ASSIGNED TASK
Across these entries, count the lines holding the string "this"; the number is the whole answer.
======== RECORDS ========
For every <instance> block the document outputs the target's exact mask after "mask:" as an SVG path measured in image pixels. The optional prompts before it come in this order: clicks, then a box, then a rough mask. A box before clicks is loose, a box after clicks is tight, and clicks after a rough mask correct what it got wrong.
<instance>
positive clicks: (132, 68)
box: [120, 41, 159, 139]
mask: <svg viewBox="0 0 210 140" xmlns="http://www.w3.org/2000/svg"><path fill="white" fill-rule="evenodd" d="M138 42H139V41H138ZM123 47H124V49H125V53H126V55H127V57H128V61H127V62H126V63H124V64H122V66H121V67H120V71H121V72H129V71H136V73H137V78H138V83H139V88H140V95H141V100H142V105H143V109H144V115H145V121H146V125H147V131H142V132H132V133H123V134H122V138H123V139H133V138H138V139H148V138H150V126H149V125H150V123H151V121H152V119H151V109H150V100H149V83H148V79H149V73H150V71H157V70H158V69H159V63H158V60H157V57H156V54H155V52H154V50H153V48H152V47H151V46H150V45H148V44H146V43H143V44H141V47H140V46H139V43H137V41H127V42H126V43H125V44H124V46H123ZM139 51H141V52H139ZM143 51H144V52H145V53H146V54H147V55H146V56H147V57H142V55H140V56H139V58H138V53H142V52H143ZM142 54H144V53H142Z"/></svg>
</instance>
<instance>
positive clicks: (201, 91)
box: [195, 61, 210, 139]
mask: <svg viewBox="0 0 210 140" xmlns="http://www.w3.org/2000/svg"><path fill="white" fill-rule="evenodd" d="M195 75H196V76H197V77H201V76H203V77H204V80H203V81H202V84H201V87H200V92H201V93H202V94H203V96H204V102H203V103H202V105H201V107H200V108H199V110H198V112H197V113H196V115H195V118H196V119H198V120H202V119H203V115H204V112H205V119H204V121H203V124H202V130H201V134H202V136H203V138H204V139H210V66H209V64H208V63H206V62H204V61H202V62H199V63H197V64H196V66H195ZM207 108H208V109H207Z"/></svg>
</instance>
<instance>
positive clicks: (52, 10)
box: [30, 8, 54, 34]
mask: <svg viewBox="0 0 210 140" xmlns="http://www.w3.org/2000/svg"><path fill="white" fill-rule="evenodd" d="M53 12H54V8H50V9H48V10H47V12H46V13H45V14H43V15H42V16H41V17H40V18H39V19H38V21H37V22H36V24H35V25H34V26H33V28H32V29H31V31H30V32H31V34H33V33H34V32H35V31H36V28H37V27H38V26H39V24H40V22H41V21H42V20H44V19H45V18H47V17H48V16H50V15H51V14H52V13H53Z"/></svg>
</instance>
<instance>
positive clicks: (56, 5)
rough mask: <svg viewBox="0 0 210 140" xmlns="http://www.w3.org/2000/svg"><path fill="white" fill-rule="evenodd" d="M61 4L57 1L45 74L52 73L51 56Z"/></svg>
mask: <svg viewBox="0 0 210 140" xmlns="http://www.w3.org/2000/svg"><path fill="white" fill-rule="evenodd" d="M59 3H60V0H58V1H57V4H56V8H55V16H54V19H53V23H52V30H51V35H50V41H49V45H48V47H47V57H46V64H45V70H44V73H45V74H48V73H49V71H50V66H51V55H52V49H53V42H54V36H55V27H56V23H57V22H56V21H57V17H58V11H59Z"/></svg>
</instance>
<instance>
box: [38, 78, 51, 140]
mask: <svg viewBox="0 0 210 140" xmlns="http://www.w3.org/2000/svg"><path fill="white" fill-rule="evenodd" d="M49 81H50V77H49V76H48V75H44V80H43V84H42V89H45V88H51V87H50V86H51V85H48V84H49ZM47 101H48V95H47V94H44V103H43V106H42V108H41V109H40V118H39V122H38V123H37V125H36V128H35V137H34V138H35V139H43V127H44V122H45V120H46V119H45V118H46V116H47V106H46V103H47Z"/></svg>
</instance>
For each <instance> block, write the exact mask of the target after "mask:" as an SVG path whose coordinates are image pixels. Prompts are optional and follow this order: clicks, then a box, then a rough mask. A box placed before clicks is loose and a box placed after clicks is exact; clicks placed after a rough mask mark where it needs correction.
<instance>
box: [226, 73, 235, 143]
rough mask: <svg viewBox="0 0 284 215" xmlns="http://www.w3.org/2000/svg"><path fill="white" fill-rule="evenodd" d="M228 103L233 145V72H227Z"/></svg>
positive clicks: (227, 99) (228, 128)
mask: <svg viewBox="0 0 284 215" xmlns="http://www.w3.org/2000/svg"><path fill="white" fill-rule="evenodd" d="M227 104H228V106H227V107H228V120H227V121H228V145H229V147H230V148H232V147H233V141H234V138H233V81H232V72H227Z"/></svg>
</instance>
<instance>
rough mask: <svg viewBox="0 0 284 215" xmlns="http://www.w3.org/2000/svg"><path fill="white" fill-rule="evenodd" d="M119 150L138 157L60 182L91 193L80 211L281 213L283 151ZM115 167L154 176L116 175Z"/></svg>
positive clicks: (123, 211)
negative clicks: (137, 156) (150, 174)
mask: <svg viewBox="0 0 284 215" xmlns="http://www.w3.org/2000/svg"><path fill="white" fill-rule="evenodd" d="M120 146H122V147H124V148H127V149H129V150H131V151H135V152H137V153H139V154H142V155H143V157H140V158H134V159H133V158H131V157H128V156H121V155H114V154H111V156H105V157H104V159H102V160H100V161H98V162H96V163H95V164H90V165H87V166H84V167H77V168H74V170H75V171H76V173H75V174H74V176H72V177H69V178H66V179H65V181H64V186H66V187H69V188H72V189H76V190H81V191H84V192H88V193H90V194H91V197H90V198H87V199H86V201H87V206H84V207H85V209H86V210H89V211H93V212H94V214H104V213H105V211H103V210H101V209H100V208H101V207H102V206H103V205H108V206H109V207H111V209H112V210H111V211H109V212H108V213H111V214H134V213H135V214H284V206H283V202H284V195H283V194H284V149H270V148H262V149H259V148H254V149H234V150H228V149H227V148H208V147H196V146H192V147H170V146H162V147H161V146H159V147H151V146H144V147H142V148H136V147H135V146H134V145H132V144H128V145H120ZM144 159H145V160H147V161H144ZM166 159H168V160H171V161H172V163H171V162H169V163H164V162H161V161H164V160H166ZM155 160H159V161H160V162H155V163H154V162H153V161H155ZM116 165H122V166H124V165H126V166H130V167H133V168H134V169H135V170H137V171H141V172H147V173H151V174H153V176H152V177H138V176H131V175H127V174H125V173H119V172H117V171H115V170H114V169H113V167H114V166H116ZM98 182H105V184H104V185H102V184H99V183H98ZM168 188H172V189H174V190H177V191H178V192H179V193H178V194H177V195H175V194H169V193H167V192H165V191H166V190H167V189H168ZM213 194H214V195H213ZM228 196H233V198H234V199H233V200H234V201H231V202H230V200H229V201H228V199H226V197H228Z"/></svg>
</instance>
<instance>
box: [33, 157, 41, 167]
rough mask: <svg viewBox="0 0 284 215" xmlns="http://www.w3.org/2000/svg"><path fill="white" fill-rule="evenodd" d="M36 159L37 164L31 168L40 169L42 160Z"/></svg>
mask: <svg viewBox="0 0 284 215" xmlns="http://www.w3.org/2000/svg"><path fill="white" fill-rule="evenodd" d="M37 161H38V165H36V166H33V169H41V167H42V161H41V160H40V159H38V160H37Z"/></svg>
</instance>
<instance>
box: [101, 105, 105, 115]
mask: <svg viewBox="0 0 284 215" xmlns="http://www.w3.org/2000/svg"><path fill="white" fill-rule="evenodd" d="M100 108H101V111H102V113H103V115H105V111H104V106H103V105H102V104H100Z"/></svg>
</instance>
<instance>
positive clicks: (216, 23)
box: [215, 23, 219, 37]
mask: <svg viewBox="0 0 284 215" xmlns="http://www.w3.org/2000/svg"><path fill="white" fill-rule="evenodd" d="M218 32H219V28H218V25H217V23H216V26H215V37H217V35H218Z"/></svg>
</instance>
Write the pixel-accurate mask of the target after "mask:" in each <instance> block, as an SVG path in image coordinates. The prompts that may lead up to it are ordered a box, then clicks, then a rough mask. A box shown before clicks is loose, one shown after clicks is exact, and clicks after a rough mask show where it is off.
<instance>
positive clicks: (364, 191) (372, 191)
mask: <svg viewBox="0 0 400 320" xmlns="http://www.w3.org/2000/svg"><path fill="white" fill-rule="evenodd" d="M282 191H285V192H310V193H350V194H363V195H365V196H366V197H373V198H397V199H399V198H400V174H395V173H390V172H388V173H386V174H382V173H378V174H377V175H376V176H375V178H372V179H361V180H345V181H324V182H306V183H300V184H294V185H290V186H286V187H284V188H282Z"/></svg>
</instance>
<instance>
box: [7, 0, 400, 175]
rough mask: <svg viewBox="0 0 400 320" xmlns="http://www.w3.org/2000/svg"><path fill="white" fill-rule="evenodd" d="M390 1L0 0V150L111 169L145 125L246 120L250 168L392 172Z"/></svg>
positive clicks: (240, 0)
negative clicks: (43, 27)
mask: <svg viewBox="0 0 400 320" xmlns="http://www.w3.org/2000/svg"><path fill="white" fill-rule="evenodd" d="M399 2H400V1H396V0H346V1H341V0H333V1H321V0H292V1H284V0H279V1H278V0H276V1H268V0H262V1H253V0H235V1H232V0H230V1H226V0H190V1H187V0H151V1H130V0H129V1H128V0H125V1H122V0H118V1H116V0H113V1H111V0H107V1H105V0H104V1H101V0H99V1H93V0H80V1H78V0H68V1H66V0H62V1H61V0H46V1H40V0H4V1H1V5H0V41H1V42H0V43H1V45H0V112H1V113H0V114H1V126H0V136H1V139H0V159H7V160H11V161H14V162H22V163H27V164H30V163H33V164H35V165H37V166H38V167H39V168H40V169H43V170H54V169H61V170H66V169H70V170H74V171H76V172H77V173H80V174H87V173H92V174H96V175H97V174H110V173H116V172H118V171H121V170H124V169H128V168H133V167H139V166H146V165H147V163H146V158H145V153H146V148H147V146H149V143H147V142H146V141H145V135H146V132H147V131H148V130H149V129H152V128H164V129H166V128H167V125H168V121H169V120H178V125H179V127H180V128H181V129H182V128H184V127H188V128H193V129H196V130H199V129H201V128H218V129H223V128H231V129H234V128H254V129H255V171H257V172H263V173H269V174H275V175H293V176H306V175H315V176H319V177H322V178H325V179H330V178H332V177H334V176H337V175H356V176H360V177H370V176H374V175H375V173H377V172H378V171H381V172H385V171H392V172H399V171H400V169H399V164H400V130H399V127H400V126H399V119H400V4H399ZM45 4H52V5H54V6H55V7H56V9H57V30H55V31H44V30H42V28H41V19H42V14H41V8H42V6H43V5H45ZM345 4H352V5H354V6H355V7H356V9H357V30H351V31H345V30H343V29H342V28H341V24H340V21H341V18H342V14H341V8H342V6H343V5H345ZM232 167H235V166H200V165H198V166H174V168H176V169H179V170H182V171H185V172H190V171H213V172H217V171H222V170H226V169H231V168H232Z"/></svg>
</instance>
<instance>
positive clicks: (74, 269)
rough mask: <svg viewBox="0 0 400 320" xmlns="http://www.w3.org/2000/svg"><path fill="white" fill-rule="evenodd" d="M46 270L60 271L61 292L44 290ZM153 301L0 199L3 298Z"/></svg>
========
ANSWER SECTION
2